I primi di maggio del 2023 viene approvato e pubblicato dal Consiglio dei Ministri, un decreto-legge che contiene tutte le principali riforme che il Governo Meloni vuole applicare in tema di lavoro. Un decreto-legge (soprannominato “Decreto Lavoro”) che fa il paio con la Manovra Finanziaria di qualche mese fa, in cui si è avuto un assaggio di quella che sarebbe stata la postura del Governo rispetto a una serie di temi come liberalizzazione dei contratti a termine, Cuneo fiscale, taglio al reddito di cittadinanza e finanziamenti alle imprese che producono armi.

In questo articolo vogliamo analizzare nello specifico uno degli elementi peggiori di questo Decreto, che inciderà profondamente soprattutto sulle condizioni di lavoro della gioventù proletaria: la reintroduzione dei Voucher.


COSA SONO I VOUCHER?

I buoni lavoro o voucher sono nati nel 2003 con la cosiddetta “riforma Biagi” durante il secondo governo Berlusconi, come sistema di pagamento pensato per il lavoro occasionale di tipo accessorio, soprattutto nel settore del lavoro di cura. Entrato in vigore nel 2008, sempre con il Governo Berlusconi, nel 2012 con la “Riforma Fornero” del Governo Monti viene poi esteso a tutti i settori, ma è solo con il Jobs Act del Governo Renzi che diventeranno molto più facili da usare per i padroni. Nel giro di una decina di anni questo strumento, di liberalizzazione in liberalizzazione, è diventato un vero e proprio pilastro per interi settori lavorativi.


COME FUNZIONANO I VOUCHER E COSA ACCADE CON IL DECRETO LAVORO

I voucher rappresentano un sistema di pagamento che i padroni possono utilizzare per remunerare prestazioni di lavoro accessorio, cioè quelle prestazioni di lavoro svolte al di fuori di un normale contratto di lavoro in modo discontinuo e saltuario. Il pretesto dell’introduzione dei voucher è stato quello di regolarizzare situazioni di lavoro in settori che da sempre sono fuori dai controlli (come la ristorazione, turismo, lavoro agricolo, di cura etc.) e di combattere così il lavoro nero. Anziché aumentare i controlli ed intensificare le pene per chi sfrutta i lavoratori a nero, il Governo Renzi attraverso il Jobs Act rese sistemico l’utilizzo dei voucher, mettendo a disposizione dei padroni un ulteriore strumento che permetteva loro di non regolarizzare un rapporto di lavoro con un normale contratto col CCNL di riferimento, ma di tenere il lavoratore in un rapporto di costante precarietà, pagandolo di fatto con dei buoni da 7,50 euro l’ora.

Nonostante per diversi anni siano stati molto limitati nell’uso, anche se non completamente scomparsi, i voucher ora “rientrano dalla finestra” con il nuovo governo di destra. Viene infatti reso possibile per aziende di alcuni settori (turismo, ristorazione, grandi eventi) l’utilizzo della prestazione occasionale fino a 25 lavoratori, mentre prima era vietata sopra i cinque dipendenti. Ma la differenza sostanziale è il limite di utilizzo per singolo lavoratore: con il nuovo decreto la soglia massima entro la quale è possibile retribuire un lavoratore con i voucher passerà da 10.000 a 15.000 euro annui. Insomma, i buoni per le prestazioni occasionali potranno essere utilizzati molto più diffusamente, anche perché 15mila euro annui possono rappresentare, in molti casi, il reddito annuo complessivo di un lavoratore.

> _PROBLEMI_
1. Per ciascuna affermazione indica se concorda con il testo di partenza: (a) i voucher sono nati nel 2003; (b) con il nuovo decreto la soglia massima annua per singolo lavoratore scende a 10.000 euro; (c) prima del decreto la prestazione occasionale era vietata sopra i cinque dipendenti. Rispondi sì o no e cita le parole decisive del testo.
2. Nel testo di partenza, riscrivi il passo che comincia con "I primi di maggio" e prosegue fino a "che producono armi.", scambiando "decreto-legge" con "provvedimento".
3. Traduci in inglese questa frase del testo di partenza: "Nel giro di una decina di anni questo strumento, di liberalizzazione in liberalizzazione, è diventato un vero e proprio pilastro per interi settori lavorativi."

> _DATI ESTRATTI_
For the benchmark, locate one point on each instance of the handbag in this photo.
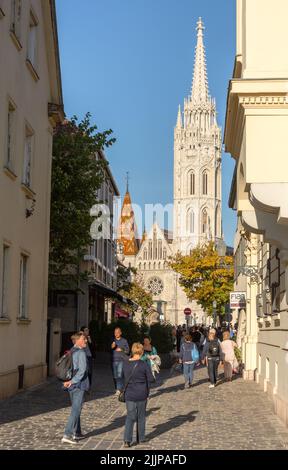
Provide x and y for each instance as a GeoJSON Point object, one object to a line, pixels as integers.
{"type": "Point", "coordinates": [121, 396]}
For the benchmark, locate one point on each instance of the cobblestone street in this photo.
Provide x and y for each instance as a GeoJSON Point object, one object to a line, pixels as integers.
{"type": "Point", "coordinates": [234, 415]}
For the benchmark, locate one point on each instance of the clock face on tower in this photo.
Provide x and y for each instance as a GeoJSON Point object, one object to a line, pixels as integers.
{"type": "Point", "coordinates": [155, 285]}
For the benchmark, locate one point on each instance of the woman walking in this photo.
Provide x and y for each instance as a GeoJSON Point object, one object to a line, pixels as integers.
{"type": "Point", "coordinates": [211, 355]}
{"type": "Point", "coordinates": [137, 376]}
{"type": "Point", "coordinates": [228, 354]}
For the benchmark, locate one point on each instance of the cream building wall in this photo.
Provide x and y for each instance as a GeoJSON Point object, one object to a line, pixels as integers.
{"type": "Point", "coordinates": [256, 136]}
{"type": "Point", "coordinates": [27, 89]}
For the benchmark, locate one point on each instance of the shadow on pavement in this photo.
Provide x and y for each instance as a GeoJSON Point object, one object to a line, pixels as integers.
{"type": "Point", "coordinates": [172, 423]}
{"type": "Point", "coordinates": [117, 423]}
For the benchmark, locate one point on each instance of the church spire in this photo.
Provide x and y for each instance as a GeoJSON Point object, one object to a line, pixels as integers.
{"type": "Point", "coordinates": [200, 91]}
{"type": "Point", "coordinates": [179, 118]}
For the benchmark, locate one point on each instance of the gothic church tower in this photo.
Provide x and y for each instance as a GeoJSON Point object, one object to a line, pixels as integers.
{"type": "Point", "coordinates": [197, 163]}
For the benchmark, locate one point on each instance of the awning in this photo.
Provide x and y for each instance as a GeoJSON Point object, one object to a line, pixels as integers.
{"type": "Point", "coordinates": [112, 293]}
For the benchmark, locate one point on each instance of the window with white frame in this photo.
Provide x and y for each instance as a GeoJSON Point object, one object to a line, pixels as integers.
{"type": "Point", "coordinates": [16, 10]}
{"type": "Point", "coordinates": [190, 221]}
{"type": "Point", "coordinates": [205, 183]}
{"type": "Point", "coordinates": [32, 40]}
{"type": "Point", "coordinates": [4, 282]}
{"type": "Point", "coordinates": [23, 294]}
{"type": "Point", "coordinates": [191, 183]}
{"type": "Point", "coordinates": [10, 134]}
{"type": "Point", "coordinates": [28, 151]}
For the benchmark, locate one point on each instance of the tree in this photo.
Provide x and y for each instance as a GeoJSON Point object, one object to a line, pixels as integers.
{"type": "Point", "coordinates": [205, 276]}
{"type": "Point", "coordinates": [76, 176]}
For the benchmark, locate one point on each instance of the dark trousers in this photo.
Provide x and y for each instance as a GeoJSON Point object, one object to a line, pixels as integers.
{"type": "Point", "coordinates": [136, 413]}
{"type": "Point", "coordinates": [213, 363]}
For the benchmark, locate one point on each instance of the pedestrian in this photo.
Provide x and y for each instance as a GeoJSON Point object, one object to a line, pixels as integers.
{"type": "Point", "coordinates": [228, 356]}
{"type": "Point", "coordinates": [211, 356]}
{"type": "Point", "coordinates": [120, 349]}
{"type": "Point", "coordinates": [88, 352]}
{"type": "Point", "coordinates": [186, 359]}
{"type": "Point", "coordinates": [76, 387]}
{"type": "Point", "coordinates": [150, 355]}
{"type": "Point", "coordinates": [138, 377]}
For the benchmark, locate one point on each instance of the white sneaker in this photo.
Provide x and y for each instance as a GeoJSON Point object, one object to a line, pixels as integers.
{"type": "Point", "coordinates": [68, 440]}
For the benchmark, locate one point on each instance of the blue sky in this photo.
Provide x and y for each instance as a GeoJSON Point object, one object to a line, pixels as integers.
{"type": "Point", "coordinates": [130, 63]}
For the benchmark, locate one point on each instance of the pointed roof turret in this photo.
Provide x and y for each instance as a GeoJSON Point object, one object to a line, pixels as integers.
{"type": "Point", "coordinates": [127, 230]}
{"type": "Point", "coordinates": [179, 118]}
{"type": "Point", "coordinates": [200, 89]}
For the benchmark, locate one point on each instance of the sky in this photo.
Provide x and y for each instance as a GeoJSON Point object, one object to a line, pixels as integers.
{"type": "Point", "coordinates": [130, 63]}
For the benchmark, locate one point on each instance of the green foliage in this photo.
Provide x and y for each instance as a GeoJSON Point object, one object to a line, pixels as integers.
{"type": "Point", "coordinates": [162, 337]}
{"type": "Point", "coordinates": [206, 277]}
{"type": "Point", "coordinates": [76, 176]}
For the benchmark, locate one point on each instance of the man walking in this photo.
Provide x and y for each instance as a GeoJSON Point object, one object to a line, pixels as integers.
{"type": "Point", "coordinates": [119, 348]}
{"type": "Point", "coordinates": [76, 388]}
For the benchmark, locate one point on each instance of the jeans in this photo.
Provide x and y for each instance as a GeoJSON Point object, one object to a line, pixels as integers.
{"type": "Point", "coordinates": [213, 363]}
{"type": "Point", "coordinates": [118, 374]}
{"type": "Point", "coordinates": [136, 413]}
{"type": "Point", "coordinates": [73, 425]}
{"type": "Point", "coordinates": [188, 372]}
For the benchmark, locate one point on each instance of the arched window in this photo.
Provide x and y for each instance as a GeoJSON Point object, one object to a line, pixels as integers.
{"type": "Point", "coordinates": [191, 183]}
{"type": "Point", "coordinates": [150, 249]}
{"type": "Point", "coordinates": [160, 249]}
{"type": "Point", "coordinates": [205, 182]}
{"type": "Point", "coordinates": [204, 221]}
{"type": "Point", "coordinates": [190, 221]}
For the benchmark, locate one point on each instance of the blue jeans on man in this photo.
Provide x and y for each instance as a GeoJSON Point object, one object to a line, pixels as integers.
{"type": "Point", "coordinates": [73, 426]}
{"type": "Point", "coordinates": [136, 413]}
{"type": "Point", "coordinates": [188, 372]}
{"type": "Point", "coordinates": [118, 374]}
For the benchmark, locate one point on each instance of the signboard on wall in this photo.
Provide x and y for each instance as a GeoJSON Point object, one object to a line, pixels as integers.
{"type": "Point", "coordinates": [237, 300]}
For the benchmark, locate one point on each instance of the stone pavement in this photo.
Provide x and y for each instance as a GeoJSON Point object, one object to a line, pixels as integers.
{"type": "Point", "coordinates": [234, 415]}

> _RISPOSTE_
1.
(a) Sì: "I buoni lavoro o voucher sono nati nel 2003"
(b) No: "passerà da 10.000 a 15.000 euro annui"
(c) Sì: "mentre prima era vietata sopra i cinque dipendenti"

2.
I primi di maggio del 2023 viene approvato e pubblicato dal Consiglio dei Ministri, un provvedimento che contiene tutte le principali riforme che il Governo Meloni vuole applicare in tema di lavoro. Un provvedimento (soprannominato “Decreto Lavoro”) che fa il paio con la Manovra Finanziaria di qualche mese fa, in cui si è avuto un assaggio di quella che sarebbe stata la postura del Governo rispetto a una serie di temi come liberalizzazione dei contratti a termine, Cuneo fiscale, taglio al reddito di cittadinanza e finanziamenti alle imprese che producono armi.

3. Within about ten years, this instrument, through one liberalization after another, has become a true pillar for entire sectors of work.